Texto: Giancarlo De Carlo

Traducción: Arq. Dante Fiorenza –fiorenzadante@gmail.com


En ocasión de su visita a las excavaciones en Olimpia Giancarlo De Carlo escribió una nota titulada Apuntes de un breve viaje en Morea. Se trata de un texto muy conocido y apreciado por arquitectos y escuelas de arquitectura en todo el mundo: emergen los temas fundamentales muy presentes en el pensamiento decarliano: la relación entre arquitectura y naturaleza, los peligros de una arquitectura autónoma respecto a la cultura y la sociedad; para De Carlo no solo la arquitectura sino también la cultura deberían ser “estratificadas” o sea con la coexistencia de voces diferentes, integradas e inclusivas. Legendaria su experiencia de lectura de las ruinas!, donde se ve que el escritor no es menor al arquitecto. Por estas razones he traducido el texto, seguramente inédito en español.

Buena lectura!

Arq. Dante Fiorenza

 

En el siglo I antes de Cristo, los escritores griegos escribían en latín, aunque su lengua materna se seguía hablando en Grecia y naturalmente en los sectores cultos de la variada sociedad romana. En el siglo II después de Cristo, por impulso de Adriano, el griego escrito había vuelto a estar en auge. Pausania, Arriano, Galeno, Appiano de Alejandría y muchos otros escritores de relieve lo habían retomado para contar viajes, describir ciudades y pueblos lejanos, reconstruir hechos históricos, resolver problemas de astronomía y geometría y describir problemas científicos. La lengua griega que escribían no era la de sus contemporáneos, sino la que se había hablado y escrito en Grecia cuatro o cinco siglos antes. Se podría decir que “escribían en ruinas”. Por los contenidos, sus textos eran y soy aún hoy muy interesantes, pero las formas de la comunicación, frías y académicas, estaban desprovistas de los lenguajes en transformación, que cambian con la evolución de la gente y los lugares y acumulan la energía de la historia.

En el mismo periodo se tradujo por primera vez al griego el Nuevo Testamento, aunque se reconoce una renovada carga creativa y persuasiva en ese texto, las formas lexicales habían sido consideradas rústicas por los escritores de esa época. Y más adelante diecisiete siglos después, los filólogos y filósofos alemanes que habían redescubierto el griego y modificado su gramática, sintaxis, pronunciación y escritura, consideraron a ese texto un ejemplo de barbarie anti clásica.

En la época de Adriano, a pesar de las apariencias, el destino de la civilización griega estaba ya marcado (como hoy, a pesar de las apariencias, podría estar definido el fin de la civilización llamada de tipo occidental). Los grandes poderes que residían en Roma, y los que se estaban consolidando en las provincias orientales del imperio, iban a conceder a Grecia una identidad autónoma por otros cuatro siglos, porque se sentían atraídos por la universalidad y la fuerza hegemónica del sistema de valores que se habían expresado a través de su historia. La griega era una cultura de la cual se podían extraer tipos y estereotipos sin fin que se podían ofrecer a los diferentes grupos étnicos cubiertos por el imperio, como vehículos de rápidos acuerdos recíprocos y de tratados para necesidades urgentes y transitorias.

TAREA A: Según el fragmento, ¿por impulso de quién volvió a estar en auge el griego escrito en el siglo II después de Cristo?

REGISTROS LISTADOS:

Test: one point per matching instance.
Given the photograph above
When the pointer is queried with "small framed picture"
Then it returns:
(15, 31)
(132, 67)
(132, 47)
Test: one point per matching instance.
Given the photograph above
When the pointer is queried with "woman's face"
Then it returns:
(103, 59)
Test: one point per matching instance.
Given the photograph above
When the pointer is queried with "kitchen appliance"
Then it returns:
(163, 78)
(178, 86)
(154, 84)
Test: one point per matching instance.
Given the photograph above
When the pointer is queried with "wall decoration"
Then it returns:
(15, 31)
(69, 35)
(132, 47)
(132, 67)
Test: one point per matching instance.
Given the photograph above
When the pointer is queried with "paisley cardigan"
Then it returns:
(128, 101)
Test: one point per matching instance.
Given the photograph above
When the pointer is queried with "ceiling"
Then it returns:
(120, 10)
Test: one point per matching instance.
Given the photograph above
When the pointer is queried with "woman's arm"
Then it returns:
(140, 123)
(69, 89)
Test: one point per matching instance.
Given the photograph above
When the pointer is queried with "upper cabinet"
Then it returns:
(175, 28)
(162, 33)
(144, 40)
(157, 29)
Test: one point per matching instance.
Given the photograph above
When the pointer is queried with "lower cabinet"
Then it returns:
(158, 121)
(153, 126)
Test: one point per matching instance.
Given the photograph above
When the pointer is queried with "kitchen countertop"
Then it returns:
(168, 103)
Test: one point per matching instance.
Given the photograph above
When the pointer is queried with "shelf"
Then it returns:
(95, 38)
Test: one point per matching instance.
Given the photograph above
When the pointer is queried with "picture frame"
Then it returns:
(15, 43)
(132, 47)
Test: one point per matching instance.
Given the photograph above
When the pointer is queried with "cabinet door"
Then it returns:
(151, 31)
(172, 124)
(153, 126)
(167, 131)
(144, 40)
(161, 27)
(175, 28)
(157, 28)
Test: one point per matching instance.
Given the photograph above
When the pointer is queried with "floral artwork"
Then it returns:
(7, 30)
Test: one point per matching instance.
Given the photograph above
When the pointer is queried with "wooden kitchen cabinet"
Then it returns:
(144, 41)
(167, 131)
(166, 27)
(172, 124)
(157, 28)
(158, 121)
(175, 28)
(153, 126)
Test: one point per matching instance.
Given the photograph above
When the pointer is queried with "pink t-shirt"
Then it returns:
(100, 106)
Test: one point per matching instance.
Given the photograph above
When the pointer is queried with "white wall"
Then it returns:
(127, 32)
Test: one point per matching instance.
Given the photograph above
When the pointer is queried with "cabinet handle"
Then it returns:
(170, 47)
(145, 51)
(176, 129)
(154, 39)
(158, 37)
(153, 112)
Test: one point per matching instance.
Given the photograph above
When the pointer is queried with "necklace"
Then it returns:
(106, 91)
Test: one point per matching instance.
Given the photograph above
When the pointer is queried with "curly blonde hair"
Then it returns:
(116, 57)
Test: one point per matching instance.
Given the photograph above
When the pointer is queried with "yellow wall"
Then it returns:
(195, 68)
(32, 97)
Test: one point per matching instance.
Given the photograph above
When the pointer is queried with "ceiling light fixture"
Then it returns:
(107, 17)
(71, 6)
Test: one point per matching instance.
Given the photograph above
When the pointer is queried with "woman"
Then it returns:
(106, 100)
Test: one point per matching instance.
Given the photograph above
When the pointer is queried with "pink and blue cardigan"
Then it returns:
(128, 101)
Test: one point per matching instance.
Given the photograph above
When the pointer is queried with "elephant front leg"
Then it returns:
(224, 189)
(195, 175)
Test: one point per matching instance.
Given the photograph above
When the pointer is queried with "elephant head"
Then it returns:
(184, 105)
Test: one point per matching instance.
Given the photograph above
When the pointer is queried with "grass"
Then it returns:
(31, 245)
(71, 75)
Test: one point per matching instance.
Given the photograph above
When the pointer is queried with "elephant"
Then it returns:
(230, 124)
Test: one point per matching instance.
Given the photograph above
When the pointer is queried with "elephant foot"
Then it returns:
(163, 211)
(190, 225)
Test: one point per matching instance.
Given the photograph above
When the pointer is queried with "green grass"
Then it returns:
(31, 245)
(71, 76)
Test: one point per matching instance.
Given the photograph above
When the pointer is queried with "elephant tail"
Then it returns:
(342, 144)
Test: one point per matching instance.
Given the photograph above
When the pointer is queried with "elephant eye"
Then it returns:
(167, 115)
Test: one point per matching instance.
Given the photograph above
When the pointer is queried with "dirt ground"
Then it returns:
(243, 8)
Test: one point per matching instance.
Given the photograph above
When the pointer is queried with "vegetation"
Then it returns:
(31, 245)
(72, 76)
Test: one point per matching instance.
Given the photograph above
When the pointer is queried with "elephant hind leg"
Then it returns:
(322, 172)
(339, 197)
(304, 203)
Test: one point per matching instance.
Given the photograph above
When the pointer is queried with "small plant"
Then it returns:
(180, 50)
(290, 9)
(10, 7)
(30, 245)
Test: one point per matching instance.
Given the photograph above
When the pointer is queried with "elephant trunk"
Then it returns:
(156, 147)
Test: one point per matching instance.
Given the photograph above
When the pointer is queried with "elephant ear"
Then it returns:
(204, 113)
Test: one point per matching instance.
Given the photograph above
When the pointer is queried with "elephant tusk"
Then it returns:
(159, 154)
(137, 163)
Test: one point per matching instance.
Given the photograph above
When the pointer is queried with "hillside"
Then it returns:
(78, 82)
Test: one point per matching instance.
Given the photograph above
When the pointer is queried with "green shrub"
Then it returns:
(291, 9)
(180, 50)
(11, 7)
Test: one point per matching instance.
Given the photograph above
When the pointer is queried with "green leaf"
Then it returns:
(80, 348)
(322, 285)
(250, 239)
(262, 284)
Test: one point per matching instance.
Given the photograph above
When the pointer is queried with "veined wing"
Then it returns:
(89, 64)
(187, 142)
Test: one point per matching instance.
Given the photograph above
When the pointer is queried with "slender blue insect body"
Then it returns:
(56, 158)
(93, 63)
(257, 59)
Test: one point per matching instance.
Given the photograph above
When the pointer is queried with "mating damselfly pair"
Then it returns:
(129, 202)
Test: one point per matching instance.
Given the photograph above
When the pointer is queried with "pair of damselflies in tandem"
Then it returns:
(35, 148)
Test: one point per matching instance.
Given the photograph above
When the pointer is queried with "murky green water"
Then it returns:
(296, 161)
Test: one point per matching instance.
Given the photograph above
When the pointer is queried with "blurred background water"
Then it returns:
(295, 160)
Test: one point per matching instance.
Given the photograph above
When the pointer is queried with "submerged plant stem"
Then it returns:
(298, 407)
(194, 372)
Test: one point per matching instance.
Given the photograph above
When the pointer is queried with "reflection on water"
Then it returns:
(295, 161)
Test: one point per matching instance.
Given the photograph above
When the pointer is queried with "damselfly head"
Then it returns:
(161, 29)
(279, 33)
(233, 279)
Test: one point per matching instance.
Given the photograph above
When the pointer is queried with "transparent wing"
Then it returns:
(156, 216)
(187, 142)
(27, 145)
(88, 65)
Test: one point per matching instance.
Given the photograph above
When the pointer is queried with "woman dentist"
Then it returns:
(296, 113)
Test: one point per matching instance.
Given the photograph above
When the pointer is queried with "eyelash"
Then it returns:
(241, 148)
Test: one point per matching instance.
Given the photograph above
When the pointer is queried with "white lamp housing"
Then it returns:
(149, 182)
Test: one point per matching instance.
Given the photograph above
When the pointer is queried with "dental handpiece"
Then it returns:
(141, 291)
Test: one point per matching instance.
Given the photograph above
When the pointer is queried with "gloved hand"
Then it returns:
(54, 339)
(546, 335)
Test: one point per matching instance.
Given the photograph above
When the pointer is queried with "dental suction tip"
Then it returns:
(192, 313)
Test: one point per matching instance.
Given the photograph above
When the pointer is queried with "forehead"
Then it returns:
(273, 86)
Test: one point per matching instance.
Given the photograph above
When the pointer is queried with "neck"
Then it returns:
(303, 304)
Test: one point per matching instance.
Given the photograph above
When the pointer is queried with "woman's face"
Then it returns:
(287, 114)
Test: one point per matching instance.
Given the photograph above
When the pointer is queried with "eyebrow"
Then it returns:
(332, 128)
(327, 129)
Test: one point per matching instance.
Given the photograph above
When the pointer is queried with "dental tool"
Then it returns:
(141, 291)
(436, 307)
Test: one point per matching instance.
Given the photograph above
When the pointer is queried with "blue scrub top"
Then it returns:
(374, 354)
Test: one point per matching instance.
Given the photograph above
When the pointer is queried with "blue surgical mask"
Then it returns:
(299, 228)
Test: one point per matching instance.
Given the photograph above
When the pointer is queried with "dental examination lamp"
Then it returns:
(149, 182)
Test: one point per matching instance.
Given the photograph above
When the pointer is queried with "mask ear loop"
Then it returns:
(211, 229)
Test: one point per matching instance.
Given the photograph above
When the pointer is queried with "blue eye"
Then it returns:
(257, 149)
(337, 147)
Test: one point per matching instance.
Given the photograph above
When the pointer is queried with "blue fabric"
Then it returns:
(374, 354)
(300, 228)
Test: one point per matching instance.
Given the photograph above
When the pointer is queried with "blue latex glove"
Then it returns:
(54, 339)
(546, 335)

TAREA B: Por favor, selecciona cada línea de los registros que contenga la palabra "water".

RESPUESTA COMPLETA A: Por impulso de Adriano.

RESPUESTA COMPLETA B:
When the pointer is queried with "murky green water"
When the pointer is queried with "blurred background water"
When the pointer is queried with "reflection on water"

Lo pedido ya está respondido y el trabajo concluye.